begin STORED RECORDS
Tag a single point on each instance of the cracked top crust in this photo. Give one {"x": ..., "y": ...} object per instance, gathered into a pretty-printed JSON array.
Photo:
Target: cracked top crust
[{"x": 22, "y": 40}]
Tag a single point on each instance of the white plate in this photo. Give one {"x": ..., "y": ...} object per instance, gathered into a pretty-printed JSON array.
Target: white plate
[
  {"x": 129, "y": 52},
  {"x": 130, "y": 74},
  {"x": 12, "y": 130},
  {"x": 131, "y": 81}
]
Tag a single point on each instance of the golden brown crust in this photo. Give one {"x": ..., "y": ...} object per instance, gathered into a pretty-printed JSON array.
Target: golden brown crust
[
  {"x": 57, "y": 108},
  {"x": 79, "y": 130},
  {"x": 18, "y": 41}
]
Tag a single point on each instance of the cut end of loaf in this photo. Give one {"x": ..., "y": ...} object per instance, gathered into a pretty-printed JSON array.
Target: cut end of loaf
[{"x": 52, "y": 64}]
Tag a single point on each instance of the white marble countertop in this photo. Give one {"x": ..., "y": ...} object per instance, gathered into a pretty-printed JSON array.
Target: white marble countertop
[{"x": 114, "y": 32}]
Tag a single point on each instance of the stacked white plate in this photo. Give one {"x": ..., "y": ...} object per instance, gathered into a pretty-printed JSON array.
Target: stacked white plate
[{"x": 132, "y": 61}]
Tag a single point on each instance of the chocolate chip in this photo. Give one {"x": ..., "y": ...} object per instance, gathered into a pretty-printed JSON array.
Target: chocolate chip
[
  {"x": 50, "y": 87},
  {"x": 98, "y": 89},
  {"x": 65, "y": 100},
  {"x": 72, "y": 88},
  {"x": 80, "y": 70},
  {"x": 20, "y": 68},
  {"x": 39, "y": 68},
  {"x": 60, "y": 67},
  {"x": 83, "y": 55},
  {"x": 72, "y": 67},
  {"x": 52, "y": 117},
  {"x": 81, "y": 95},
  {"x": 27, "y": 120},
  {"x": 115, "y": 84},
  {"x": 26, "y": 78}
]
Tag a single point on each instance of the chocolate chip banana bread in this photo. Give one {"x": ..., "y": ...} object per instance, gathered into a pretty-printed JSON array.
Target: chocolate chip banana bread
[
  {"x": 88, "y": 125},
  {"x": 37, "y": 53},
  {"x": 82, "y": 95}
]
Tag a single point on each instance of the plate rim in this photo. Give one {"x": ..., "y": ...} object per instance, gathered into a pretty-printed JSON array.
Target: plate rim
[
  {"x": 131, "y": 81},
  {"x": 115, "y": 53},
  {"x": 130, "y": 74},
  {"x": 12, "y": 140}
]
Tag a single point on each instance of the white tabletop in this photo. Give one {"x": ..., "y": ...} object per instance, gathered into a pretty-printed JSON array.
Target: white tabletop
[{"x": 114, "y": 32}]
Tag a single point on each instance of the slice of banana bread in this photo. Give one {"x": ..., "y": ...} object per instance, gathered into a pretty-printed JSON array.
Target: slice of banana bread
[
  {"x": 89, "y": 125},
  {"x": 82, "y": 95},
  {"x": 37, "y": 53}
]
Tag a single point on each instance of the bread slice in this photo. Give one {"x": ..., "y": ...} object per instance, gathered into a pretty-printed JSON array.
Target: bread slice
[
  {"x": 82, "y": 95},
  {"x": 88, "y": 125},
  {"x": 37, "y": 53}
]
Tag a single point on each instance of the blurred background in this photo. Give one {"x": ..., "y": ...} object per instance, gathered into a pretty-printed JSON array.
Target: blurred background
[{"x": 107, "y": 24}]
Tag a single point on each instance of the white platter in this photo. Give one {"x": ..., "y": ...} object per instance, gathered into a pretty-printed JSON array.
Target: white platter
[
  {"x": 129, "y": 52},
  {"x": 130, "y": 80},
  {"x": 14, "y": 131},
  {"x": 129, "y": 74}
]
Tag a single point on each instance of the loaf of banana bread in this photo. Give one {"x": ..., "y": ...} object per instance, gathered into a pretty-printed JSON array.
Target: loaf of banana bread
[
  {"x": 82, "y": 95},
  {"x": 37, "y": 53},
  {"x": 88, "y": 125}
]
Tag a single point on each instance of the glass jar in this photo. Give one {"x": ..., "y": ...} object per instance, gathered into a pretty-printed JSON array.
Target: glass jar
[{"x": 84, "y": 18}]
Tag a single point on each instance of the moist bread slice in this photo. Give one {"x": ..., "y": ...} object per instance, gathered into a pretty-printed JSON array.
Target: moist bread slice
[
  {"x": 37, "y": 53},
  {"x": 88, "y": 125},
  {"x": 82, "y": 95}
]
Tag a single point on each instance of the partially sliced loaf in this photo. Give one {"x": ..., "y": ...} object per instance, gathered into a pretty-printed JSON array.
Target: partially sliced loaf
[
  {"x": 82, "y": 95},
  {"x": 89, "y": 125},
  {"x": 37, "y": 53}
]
end STORED RECORDS
Word for word, restate all of the data shown above.

THE OUTPUT:
Tag a single point on each instance of the cracked top crust in this photo. Give one {"x": ..., "y": ...} object per instance, gathered into a pretty-printed JSON array.
Photo:
Target: cracked top crust
[{"x": 22, "y": 40}]
Tag a single point on each instance of the white plate in this photo. Give one {"x": ..., "y": ...} object per instance, gathered into a pretty-printed JSON array.
Target: white plate
[
  {"x": 129, "y": 52},
  {"x": 130, "y": 74},
  {"x": 12, "y": 130},
  {"x": 131, "y": 81}
]
Tag a single point on each instance of the golden brown crust in this photo. Give one {"x": ..., "y": ...} object per instance, gathered into a pretty-printed JSON array.
Target: golden brown crust
[
  {"x": 57, "y": 108},
  {"x": 79, "y": 130},
  {"x": 18, "y": 41}
]
Tag a single point on each instance of the cut end of loaf in this photo. Give one {"x": ..., "y": ...} object per instance, gathered into a pretty-printed JSON array.
Target: cut end of loaf
[{"x": 52, "y": 64}]
Tag a single point on each instance of the white marble countertop in this photo. Give one {"x": ..., "y": ...} object per instance, gathered into a pretty-printed JSON array.
Target: white marble countertop
[{"x": 114, "y": 32}]
Tag a single point on each instance of the stacked white plate in this photo. Give one {"x": ..., "y": ...} object per instance, gathered into a pretty-printed JSON array.
Target: stacked white plate
[{"x": 132, "y": 61}]
Tag a single point on each instance of the chocolate chip in this photo. Give one {"x": ..., "y": ...} object per instance, gathered into a pretty-printed JSON array.
Target: chocolate chip
[
  {"x": 50, "y": 87},
  {"x": 98, "y": 89},
  {"x": 65, "y": 100},
  {"x": 72, "y": 88},
  {"x": 80, "y": 70},
  {"x": 20, "y": 68},
  {"x": 39, "y": 68},
  {"x": 60, "y": 67},
  {"x": 83, "y": 55},
  {"x": 72, "y": 67},
  {"x": 52, "y": 117},
  {"x": 81, "y": 95},
  {"x": 27, "y": 120},
  {"x": 115, "y": 84},
  {"x": 26, "y": 78}
]
Tag a single point on each instance of the chocolate chip banana bread in this photo. Give one {"x": ..., "y": ...} object per instance, gathered into a pretty-printed JSON array.
Target: chocolate chip banana bread
[
  {"x": 88, "y": 125},
  {"x": 37, "y": 53},
  {"x": 82, "y": 95}
]
Tag a single point on each instance of the plate rim in this photo. Give one {"x": ..., "y": ...} object per instance, gathered into a pretty-printed JSON array.
Target: plate rim
[
  {"x": 131, "y": 81},
  {"x": 115, "y": 53},
  {"x": 130, "y": 74},
  {"x": 12, "y": 140}
]
Tag a single point on each instance of the white tabletop in this photo. Give one {"x": ..., "y": ...} object per instance, gathered into a pretty-printed JSON array.
Target: white tabletop
[{"x": 114, "y": 32}]
Tag a single point on each instance of the slice of banana bread in this photo. Give one {"x": ..., "y": ...} object per instance, gathered into a pretty-printed JSON array.
Target: slice of banana bread
[
  {"x": 89, "y": 125},
  {"x": 82, "y": 95},
  {"x": 37, "y": 53}
]
Tag a single point on each instance of the bread slice in this photo. Give one {"x": ..., "y": ...} object per instance, gathered into a pretty-printed JSON array.
Target: bread slice
[
  {"x": 82, "y": 95},
  {"x": 88, "y": 125},
  {"x": 37, "y": 53}
]
Tag a single point on each instance of the blurred background in this photo. Give one {"x": ..., "y": ...} object per instance, gathered into a pretty-printed JSON array.
Target: blurred background
[{"x": 107, "y": 24}]
Tag a single point on each instance of the white platter in this photo. Give one {"x": ..., "y": ...} object per instance, gathered into a pretty-printed JSON array.
Target: white platter
[
  {"x": 129, "y": 52},
  {"x": 130, "y": 80},
  {"x": 14, "y": 131},
  {"x": 129, "y": 74}
]
Tag a single point on each instance of the loaf of banana bread in this photo. Give one {"x": ..., "y": ...} object per instance, gathered into a pretty-printed JSON array.
Target: loaf of banana bread
[
  {"x": 82, "y": 95},
  {"x": 37, "y": 53},
  {"x": 88, "y": 125}
]
Tag a single point on each instance of the glass jar in this photo. Give one {"x": ..., "y": ...} object per instance, gathered into a pretty-printed JSON array.
Target: glass jar
[{"x": 84, "y": 18}]
Tag a single point on each instance of the moist bread slice in this photo. Give one {"x": ..., "y": ...} object per instance, gathered into a pretty-printed JSON array.
Target: moist bread slice
[
  {"x": 37, "y": 53},
  {"x": 88, "y": 125},
  {"x": 82, "y": 95}
]
Tag a single point on each instance of the partially sliced loaf in this photo. Give one {"x": ..., "y": ...} object per instance, gathered into a pretty-printed JSON array.
Target: partially sliced loaf
[
  {"x": 82, "y": 95},
  {"x": 89, "y": 125},
  {"x": 37, "y": 53}
]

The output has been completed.